A word-for-word copy of the listing is what's needed; leave out every image.

++++ MATERIAL PROVIDED

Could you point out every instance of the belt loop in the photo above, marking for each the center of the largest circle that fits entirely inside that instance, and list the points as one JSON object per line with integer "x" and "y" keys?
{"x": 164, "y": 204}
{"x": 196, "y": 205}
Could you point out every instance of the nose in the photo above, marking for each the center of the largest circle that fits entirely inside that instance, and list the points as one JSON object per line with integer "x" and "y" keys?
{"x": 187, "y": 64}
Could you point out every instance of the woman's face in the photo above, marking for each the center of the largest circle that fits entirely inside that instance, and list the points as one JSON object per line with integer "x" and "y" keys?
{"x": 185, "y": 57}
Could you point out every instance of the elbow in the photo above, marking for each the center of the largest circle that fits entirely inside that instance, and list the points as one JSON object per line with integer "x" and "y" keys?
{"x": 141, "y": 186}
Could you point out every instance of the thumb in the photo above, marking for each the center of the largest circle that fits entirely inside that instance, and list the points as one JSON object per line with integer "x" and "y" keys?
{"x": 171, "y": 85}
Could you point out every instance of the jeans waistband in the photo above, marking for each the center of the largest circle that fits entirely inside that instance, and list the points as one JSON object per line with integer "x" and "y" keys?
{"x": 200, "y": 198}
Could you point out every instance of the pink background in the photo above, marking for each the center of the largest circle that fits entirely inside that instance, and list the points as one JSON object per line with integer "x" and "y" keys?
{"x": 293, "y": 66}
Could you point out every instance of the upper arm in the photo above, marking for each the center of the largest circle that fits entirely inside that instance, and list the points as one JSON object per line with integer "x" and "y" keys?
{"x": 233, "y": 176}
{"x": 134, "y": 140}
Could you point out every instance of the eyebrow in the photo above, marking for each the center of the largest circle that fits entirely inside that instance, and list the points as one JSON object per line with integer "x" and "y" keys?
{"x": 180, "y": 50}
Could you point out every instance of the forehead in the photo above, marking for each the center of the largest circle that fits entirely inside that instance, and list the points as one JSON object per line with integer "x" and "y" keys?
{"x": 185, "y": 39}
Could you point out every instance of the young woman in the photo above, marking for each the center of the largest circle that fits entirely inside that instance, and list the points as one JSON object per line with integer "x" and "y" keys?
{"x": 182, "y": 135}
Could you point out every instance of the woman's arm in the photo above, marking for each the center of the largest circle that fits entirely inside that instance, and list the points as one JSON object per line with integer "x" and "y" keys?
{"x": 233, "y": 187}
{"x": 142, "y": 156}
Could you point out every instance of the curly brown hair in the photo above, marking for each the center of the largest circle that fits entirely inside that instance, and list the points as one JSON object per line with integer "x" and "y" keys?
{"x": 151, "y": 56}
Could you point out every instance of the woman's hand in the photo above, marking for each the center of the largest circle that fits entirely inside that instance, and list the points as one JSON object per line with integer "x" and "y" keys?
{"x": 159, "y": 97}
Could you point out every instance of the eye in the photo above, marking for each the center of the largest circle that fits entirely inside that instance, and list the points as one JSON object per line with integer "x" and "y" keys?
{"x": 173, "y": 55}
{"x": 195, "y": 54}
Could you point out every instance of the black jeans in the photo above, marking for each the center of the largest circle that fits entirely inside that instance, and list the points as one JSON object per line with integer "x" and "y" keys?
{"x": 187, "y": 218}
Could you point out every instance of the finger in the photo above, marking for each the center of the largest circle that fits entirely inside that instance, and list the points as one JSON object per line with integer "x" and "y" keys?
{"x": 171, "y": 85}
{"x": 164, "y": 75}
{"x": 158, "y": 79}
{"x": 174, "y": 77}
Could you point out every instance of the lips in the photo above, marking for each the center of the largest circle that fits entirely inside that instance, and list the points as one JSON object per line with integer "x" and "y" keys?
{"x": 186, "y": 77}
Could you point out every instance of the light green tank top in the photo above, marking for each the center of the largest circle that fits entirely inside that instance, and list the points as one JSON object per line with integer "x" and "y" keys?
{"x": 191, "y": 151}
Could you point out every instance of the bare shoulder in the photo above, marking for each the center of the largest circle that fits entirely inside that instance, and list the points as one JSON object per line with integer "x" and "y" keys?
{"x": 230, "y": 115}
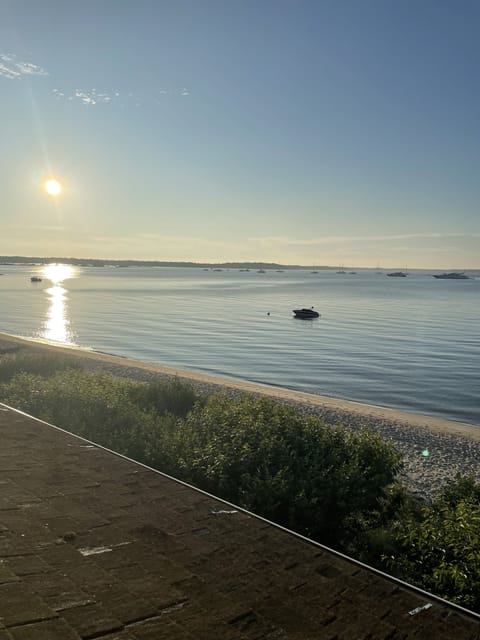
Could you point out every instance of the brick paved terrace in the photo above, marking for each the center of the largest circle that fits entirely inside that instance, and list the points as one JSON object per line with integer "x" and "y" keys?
{"x": 93, "y": 545}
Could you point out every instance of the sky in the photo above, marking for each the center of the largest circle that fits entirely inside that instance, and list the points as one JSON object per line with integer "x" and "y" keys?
{"x": 316, "y": 132}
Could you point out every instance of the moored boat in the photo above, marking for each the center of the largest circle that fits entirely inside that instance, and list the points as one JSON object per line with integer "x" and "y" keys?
{"x": 452, "y": 275}
{"x": 306, "y": 314}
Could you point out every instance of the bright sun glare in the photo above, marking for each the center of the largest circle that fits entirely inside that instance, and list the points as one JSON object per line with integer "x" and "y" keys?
{"x": 53, "y": 187}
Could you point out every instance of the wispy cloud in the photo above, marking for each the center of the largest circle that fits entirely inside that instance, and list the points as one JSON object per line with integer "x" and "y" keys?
{"x": 93, "y": 96}
{"x": 336, "y": 240}
{"x": 13, "y": 69}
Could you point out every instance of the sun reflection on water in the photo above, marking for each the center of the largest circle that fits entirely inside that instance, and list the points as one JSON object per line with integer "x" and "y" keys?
{"x": 57, "y": 325}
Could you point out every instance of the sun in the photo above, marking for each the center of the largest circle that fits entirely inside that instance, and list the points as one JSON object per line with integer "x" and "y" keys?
{"x": 53, "y": 187}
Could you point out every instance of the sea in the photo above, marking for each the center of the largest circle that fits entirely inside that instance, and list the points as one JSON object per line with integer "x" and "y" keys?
{"x": 408, "y": 343}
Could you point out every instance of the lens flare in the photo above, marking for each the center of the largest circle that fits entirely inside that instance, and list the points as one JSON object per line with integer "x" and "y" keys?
{"x": 53, "y": 187}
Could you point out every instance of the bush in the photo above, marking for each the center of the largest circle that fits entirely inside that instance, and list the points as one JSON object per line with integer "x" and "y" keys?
{"x": 268, "y": 458}
{"x": 44, "y": 364}
{"x": 98, "y": 407}
{"x": 439, "y": 549}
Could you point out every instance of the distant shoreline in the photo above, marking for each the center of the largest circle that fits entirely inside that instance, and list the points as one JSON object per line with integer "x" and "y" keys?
{"x": 434, "y": 449}
{"x": 112, "y": 262}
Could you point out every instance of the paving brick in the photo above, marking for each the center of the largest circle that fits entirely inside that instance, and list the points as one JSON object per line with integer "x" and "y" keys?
{"x": 48, "y": 630}
{"x": 18, "y": 605}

++++++++

» FINISHED EXERCISE:
Could you point out every instance of the belt loop in the photo above, marking for each the center of the largest circle that fits entirely inside that instance, and list the points as one JSON object per line with integer "x" and "y" keys?
{"x": 164, "y": 204}
{"x": 196, "y": 205}
Could you point out every instance of the nose in the photo above, marking for each the center of the largest circle that fits entirely inside that instance, and list the points as one JSON object per line with integer "x" and "y" keys?
{"x": 187, "y": 64}
Could you point out every instance of the woman's face in the photo above, marking for each the center of the largest circle that fits entirely inside that instance, and list the points as one JSON object per line with integer "x" and "y" keys?
{"x": 185, "y": 57}
Could you point out every instance of the elbow in the photo above, marking for each the center of the largest circle that fits entirely inside that instance, and list the points as one JSON object per line with integer "x" and "y" keys?
{"x": 141, "y": 186}
Could you point out every instance of the thumb in the photo above, marking for each the center of the largest circle that fits entirely inside that instance, and list the points as one JSON object per line with integer "x" and "y" keys?
{"x": 171, "y": 85}
Could you point out every instance of the jeans waistband in the photo above, marking for each the center of the largest circle that fits entirely inside that instance, and list the points as one JSON object per line with integer "x" and "y" keys?
{"x": 200, "y": 198}
Could you point out every instance of the pink background in the photo above, marking for each the center of the largest circle that fits entirely inside that instance, and list the points as one JSON object per line with integer "x" and "y" keys?
{"x": 293, "y": 66}
Could you point out every instance of the upper arm in the photo above, marking for each the center of the largest circle that fits entirely inside that instance, and list the points as one JSON object per line with integer "x" and "y" keys?
{"x": 233, "y": 176}
{"x": 134, "y": 140}
Could you point out every instance of the eyebrow in the photo above, marking for each the center of the largest circle that fits entirely inside that instance, and list the points as one JSON object per line with integer "x" and "y" keys?
{"x": 180, "y": 50}
Could you point out every instance of the forehead in the photo above, marking for each the center of the largest circle that fits entirely inside that instance, and list the points as one JSON object per line with integer "x" and "y" keys?
{"x": 185, "y": 39}
Could you point out every instance of the young woman in the photo above, marking for each the center of the largest circle that fits entirely inside that instance, and list the points as one JSON object per line with integer "x" and "y" keys?
{"x": 182, "y": 135}
Could you point out every instance of the woman's arm in the photo above, marking for each the center of the largest circle that fits entirely inside that instance, and list the points as one JSON object per line with integer "x" and "y" keys?
{"x": 233, "y": 187}
{"x": 142, "y": 156}
Could you point out every instance of the curly brown hair in the photo above, marking for each the center of the largest circle that fits entirely inside that instance, and list the points as one JSON object per line with integer "x" and "y" keys?
{"x": 151, "y": 56}
Could you point out every instance of the woman's hand in the photo above, marking for each the center of the largest circle that fits entirely inside that instance, and list the points as one JSON object per line with integer "x" and "y" keys?
{"x": 159, "y": 97}
Could you point out every instance of the eye in the photo above, marking for each the center of the largest circle that fits entirely inside that instance, and list the points as one JSON object per line with integer "x" and "y" keys?
{"x": 173, "y": 55}
{"x": 195, "y": 54}
Could you point out every instance of the black jeans in the photo above, marking for each the center of the largest circle that fits entirely inside that instance, and list the points as one JSON object per line with integer "x" and "y" keys?
{"x": 187, "y": 218}
Could you point out every instance of the finger in the photo above, marking for each the center of the largest circle that fits entirely inside that instance, and list the points as one JSON object per line with integer "x" and "y" keys?
{"x": 171, "y": 85}
{"x": 164, "y": 75}
{"x": 158, "y": 79}
{"x": 174, "y": 77}
Could you point out every instance of the lips in the photo above, marking for each the center of the largest circle that fits entirely inside that instance, and list the points as one JSON object per line with integer "x" and "y" keys?
{"x": 186, "y": 77}
Could you point out every instance of the light green tank top in the photo above, marking for each the center of the largest circle that fits entirely inside that instance, and list the points as one JSON object per line with integer "x" and "y" keys?
{"x": 191, "y": 151}
Could you point out every instance of the bare shoulder in the photo above, marking for each the center of the largest circle that fits entirely inside that instance, and list the points as one JSON object per line with integer "x" and "y" keys?
{"x": 230, "y": 115}
Could you point out every instance of the brick paved terrace in the photo above, marking for each the center of the largest circle that fits entirely inside that instance, and list the points as one JSON object per line with integer "x" and "y" keys?
{"x": 93, "y": 545}
Could you point out every instance of the sky in the photo above, marking for each the center of the largest circle that fits entirely inside that instance, and list the points as one JSON object per line with integer "x" and "y" keys?
{"x": 316, "y": 132}
Could you point out every instance of the moored boat in the photo above, marking for each the center of the largest circle that fits entirely inside that instance, and list the points as one JSON object per line with integer "x" and "y" keys?
{"x": 452, "y": 275}
{"x": 306, "y": 314}
Could you point out every instance of the bright sun glare in the photo above, marking for each the center of the largest circle that fits entirely inside that instance, and list the points as one JSON object per line with integer "x" and "y" keys?
{"x": 53, "y": 187}
Could you point out every instance of the wispy cloud in the photo above, marking for each the center of the largest circle that fits entirely inside that instance, and list the points as one JSON object per line with integer "x" and "y" keys?
{"x": 93, "y": 96}
{"x": 336, "y": 240}
{"x": 13, "y": 69}
Could you point out every instance of the sun reflection on water in the photo above, marking for each the center of the largest circle that fits entirely inside that instance, and list the points as one JSON object per line with integer "x" and "y" keys?
{"x": 57, "y": 325}
Could you point out every instance of the sun in the photo above, marking for each the center of the largest circle that fits entirely inside that instance, and list the points as one JSON object per line with integer "x" and "y" keys?
{"x": 53, "y": 187}
Could you point out every instance of the sea in the photo above, marking for each the center of the largest circle that fits entirely inside that instance, and list the points as one JSON object per line with integer "x" and "y" keys?
{"x": 408, "y": 343}
Could you point out every instance of the lens flare in the photo above, marking for each the center of the largest circle that fits entirely inside that instance, and list the points as one JSON object per line with integer "x" and "y" keys?
{"x": 53, "y": 187}
Could you point out every instance of the bush in the photo above, marking for each the center of the largest circle that fits entirely inside that instance, and list the points as one JSON object per line with integer "x" and "y" keys?
{"x": 268, "y": 458}
{"x": 44, "y": 364}
{"x": 98, "y": 407}
{"x": 439, "y": 549}
Could you point out every instance of the distant shoreline in the photo above, marking for each the center of the largest circle that fits entirely inside that instance, and list the points as one JSON object per line with integer "x" and "y" keys?
{"x": 434, "y": 449}
{"x": 112, "y": 262}
Could you point out every instance of the paving brick in the photo above, marking for each the center of the largest circle that fits entirely inside that instance, and list the points as one JSON object per line with integer "x" and "y" keys?
{"x": 48, "y": 630}
{"x": 18, "y": 605}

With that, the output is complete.